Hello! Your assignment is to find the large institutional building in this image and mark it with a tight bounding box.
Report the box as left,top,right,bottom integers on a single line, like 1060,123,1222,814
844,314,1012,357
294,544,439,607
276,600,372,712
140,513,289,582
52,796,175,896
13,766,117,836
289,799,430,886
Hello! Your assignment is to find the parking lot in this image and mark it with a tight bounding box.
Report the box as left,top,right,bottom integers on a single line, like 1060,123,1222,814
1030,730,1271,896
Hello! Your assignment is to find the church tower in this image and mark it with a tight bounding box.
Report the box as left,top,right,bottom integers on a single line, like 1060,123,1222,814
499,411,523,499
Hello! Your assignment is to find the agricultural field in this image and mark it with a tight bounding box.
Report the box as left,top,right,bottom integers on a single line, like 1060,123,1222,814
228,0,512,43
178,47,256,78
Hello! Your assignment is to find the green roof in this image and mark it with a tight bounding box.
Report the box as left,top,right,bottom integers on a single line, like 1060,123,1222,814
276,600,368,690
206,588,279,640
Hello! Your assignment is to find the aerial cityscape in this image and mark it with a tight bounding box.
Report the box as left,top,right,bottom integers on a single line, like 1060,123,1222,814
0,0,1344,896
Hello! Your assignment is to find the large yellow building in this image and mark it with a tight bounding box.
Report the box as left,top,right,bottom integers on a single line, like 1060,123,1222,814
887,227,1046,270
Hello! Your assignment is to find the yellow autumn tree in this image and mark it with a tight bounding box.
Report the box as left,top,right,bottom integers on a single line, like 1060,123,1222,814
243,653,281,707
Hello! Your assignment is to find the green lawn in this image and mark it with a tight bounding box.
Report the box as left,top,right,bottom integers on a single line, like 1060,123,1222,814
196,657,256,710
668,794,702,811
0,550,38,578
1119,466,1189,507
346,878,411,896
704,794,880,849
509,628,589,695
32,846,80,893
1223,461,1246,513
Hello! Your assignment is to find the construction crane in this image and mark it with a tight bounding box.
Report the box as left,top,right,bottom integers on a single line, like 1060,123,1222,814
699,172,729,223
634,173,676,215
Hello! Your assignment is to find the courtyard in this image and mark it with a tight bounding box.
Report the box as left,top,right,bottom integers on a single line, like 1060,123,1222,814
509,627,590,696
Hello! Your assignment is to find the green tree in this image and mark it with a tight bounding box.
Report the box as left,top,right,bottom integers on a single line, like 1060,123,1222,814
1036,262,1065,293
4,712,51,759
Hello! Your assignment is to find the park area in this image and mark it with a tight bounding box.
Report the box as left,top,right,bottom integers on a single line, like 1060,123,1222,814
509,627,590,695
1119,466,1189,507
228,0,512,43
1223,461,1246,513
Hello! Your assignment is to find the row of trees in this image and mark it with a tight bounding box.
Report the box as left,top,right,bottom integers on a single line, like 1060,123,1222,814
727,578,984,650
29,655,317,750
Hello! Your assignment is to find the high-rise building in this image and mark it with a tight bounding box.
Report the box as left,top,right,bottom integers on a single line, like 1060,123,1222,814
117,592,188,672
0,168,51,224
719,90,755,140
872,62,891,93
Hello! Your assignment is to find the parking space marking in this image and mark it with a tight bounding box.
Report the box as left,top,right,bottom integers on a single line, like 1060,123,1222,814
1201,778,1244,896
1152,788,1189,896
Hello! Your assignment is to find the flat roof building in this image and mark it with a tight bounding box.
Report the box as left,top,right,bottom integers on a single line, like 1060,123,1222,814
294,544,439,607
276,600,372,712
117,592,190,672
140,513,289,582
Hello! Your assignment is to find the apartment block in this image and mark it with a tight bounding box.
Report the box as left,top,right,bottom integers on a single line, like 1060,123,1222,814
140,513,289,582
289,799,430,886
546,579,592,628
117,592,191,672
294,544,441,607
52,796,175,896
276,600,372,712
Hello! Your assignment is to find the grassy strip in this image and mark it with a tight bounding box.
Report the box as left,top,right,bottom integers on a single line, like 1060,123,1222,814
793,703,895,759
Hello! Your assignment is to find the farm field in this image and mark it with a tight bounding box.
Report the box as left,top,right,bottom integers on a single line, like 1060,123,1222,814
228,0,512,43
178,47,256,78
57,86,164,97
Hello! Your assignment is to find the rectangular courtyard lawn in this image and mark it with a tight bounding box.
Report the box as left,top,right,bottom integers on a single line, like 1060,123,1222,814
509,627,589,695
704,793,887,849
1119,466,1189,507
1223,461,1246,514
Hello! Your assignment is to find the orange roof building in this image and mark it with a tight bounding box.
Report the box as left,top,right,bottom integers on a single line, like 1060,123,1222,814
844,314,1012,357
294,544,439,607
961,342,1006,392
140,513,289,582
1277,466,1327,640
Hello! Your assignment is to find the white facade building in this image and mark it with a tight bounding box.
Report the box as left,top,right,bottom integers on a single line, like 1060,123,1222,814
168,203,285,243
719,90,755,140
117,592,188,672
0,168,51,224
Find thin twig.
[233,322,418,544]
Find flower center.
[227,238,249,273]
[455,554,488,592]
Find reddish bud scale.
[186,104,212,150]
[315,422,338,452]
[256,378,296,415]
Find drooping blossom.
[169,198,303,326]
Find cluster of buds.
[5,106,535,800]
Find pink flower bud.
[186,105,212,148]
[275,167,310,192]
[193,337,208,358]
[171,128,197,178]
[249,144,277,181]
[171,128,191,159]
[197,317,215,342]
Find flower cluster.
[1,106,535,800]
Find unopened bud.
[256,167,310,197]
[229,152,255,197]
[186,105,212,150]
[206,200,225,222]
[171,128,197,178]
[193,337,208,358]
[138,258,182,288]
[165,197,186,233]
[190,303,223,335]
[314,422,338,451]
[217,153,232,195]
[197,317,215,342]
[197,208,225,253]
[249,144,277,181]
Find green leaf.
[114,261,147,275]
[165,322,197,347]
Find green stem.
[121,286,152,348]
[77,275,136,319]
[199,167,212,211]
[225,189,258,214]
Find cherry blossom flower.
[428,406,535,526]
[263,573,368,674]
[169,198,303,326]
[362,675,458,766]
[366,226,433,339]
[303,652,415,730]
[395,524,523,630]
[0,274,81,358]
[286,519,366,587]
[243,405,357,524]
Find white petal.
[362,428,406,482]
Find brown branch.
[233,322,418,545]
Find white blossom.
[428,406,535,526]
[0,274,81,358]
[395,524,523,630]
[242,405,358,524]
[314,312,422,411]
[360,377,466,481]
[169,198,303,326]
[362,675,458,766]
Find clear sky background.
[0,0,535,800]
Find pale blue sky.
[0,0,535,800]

--------------------------------

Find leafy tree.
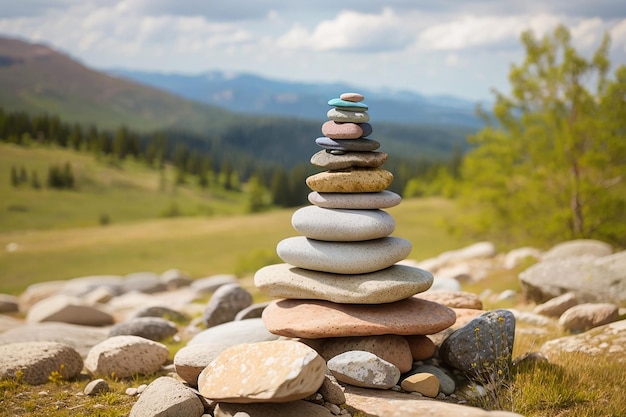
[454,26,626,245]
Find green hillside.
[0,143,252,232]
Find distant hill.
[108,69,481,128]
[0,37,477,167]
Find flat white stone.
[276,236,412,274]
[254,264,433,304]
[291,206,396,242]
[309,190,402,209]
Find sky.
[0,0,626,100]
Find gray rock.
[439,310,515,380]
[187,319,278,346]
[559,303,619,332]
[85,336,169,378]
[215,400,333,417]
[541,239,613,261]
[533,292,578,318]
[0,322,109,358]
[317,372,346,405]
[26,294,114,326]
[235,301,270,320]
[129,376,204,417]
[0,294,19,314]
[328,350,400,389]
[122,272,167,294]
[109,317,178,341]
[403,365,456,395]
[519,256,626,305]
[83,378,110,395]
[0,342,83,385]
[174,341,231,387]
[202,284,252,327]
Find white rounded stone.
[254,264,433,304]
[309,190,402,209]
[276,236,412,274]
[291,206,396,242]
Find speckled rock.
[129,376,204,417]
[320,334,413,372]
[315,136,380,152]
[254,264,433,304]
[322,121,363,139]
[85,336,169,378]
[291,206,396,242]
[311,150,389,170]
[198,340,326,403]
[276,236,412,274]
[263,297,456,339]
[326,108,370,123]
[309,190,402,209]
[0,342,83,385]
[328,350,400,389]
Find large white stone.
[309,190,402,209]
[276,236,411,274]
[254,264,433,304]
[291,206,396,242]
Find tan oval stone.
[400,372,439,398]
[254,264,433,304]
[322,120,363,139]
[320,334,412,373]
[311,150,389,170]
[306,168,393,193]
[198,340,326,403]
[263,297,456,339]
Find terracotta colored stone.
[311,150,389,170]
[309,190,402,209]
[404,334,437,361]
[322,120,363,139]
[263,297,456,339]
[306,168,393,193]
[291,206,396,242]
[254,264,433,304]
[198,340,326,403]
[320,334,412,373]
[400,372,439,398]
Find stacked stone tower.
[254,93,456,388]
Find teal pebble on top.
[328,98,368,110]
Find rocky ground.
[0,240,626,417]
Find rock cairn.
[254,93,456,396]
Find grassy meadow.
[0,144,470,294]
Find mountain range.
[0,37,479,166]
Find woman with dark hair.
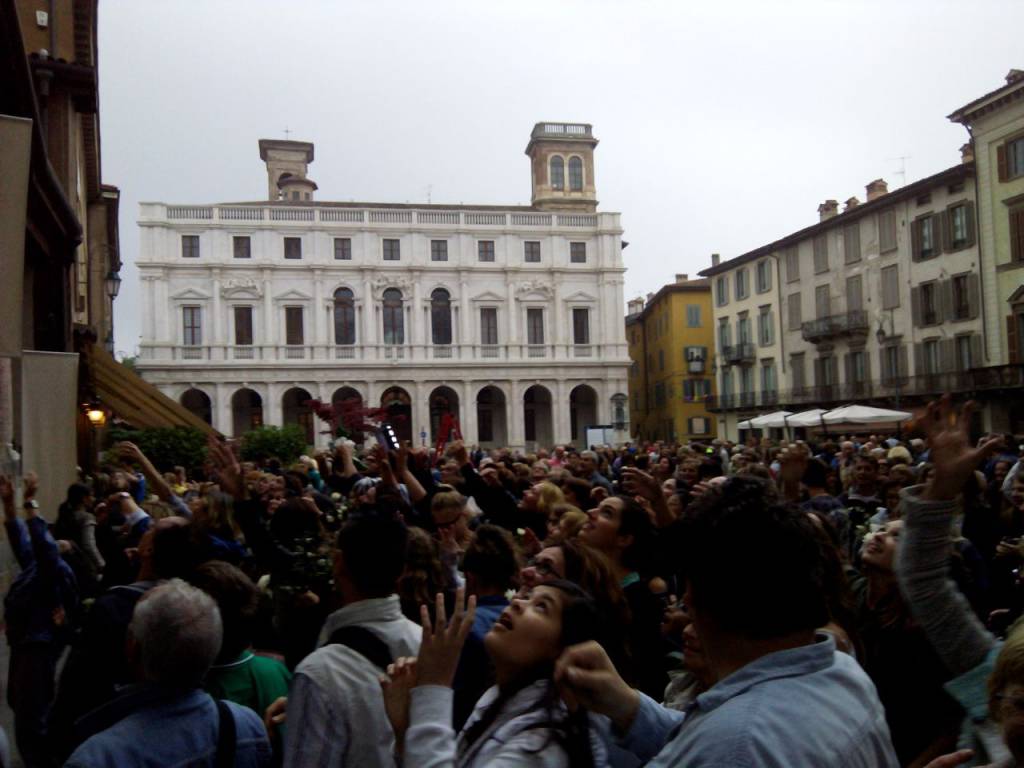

--------------------------------

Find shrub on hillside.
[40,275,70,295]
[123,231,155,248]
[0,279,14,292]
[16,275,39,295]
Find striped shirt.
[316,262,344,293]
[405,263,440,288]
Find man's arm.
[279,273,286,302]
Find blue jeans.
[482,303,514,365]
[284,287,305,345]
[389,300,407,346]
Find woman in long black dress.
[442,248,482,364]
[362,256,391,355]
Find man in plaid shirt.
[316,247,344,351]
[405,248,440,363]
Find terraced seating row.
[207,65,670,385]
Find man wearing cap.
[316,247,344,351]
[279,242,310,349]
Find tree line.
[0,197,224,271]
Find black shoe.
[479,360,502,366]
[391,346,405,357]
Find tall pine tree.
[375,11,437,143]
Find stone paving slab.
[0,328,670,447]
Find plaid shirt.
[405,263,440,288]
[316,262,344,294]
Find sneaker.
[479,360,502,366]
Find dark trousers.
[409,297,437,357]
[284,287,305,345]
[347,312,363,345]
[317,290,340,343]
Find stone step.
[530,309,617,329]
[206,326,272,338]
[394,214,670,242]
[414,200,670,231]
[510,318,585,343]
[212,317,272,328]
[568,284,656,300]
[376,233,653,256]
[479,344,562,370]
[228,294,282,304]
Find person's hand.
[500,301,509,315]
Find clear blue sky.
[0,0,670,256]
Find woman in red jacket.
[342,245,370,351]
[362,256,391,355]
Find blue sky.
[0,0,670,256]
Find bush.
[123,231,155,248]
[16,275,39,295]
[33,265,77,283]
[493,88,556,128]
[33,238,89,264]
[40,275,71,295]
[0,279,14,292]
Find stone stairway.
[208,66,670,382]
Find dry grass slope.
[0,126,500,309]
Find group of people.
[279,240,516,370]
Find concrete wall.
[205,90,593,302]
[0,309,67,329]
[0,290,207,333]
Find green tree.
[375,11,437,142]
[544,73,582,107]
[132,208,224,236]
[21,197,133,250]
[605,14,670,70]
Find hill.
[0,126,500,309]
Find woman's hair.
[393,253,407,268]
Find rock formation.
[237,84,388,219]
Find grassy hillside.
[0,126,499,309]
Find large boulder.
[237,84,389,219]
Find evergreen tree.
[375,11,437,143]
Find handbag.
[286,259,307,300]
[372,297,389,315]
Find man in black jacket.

--------------------------------

Pull out each line of the listing above that contains the word "black".

Find woman in long black dress.
Find black shoe.
Find man in black jacket.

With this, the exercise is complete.